Moreover, archeological evidence connecting the Khazars to Judaism is exceptionally thin. Except for a few tombstones with Menorah imprints in Kerch, Crimea, and Taman peninsula, no Jewish traces have been found in Khazar domains. The origin of coins found in Sweden with the words “There is no God but Allah and Moses is his envoy,” used to link Khazars to a conception of Judaism, are still under debate among academics.
Instead, much of the connection between Khazars and Judaism comes from medieval documents originating from outside of Khazar lands. Well respected historians – notably professors Moshe Gil and Saul Stampfer – are of the opinion that the whole medieval literature concerning the purported mass conversion, both Jewish documents and Muslim travelers’ accounts, reflect uncorroborated fictional traditions or even fabrications and fantasies rather than the reality of the day.
Of course, there are those who cannot ignore the substantial body of evidence indicating that some Khazars chose to practice a form of Judaism. On the other hand, there is no doubt, for example, that Muslims were the majority in Itil and constituted the main military force of the Kagan.

> INSTRUCTION:
Extend the passage on the Khazars and Judaism with a few more sentences, starting right after its last line.

> DATA ROWS:
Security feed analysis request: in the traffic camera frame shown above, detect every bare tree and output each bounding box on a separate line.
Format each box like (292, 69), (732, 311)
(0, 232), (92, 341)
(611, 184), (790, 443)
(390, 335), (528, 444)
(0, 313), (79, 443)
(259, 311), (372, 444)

> RESULT FOR THIS EXERCISE:
The breathtaking story of the Khazar Empire, which has fed the imagination of generations of Jews searching for a model of sovereignty and sparked furious indignation in Russia, is again being employed as a political weapon: a pseudo-historical explanation why Israel should not exist. In the Arab world, the myths surrounding the Khazars are used to emphasise, as one Saudi columnist wrote, that “Arabs and Jews are not cousins” and that “today’s Jews have nothing to do with Abraham.”
Meanwhile, the lesson of this current episode with Abbas should be that more research is called for to throw light on this half-forgotten chapter of history to refute such claims. Only more accurate information can help remove the Khazars from the shadows of mystery and antisemitism and place them instead in the correct historical context. But whatever the historical reality, the Khazars are not related to the current conflict. Abbas has chosen to bark up the wrong tree.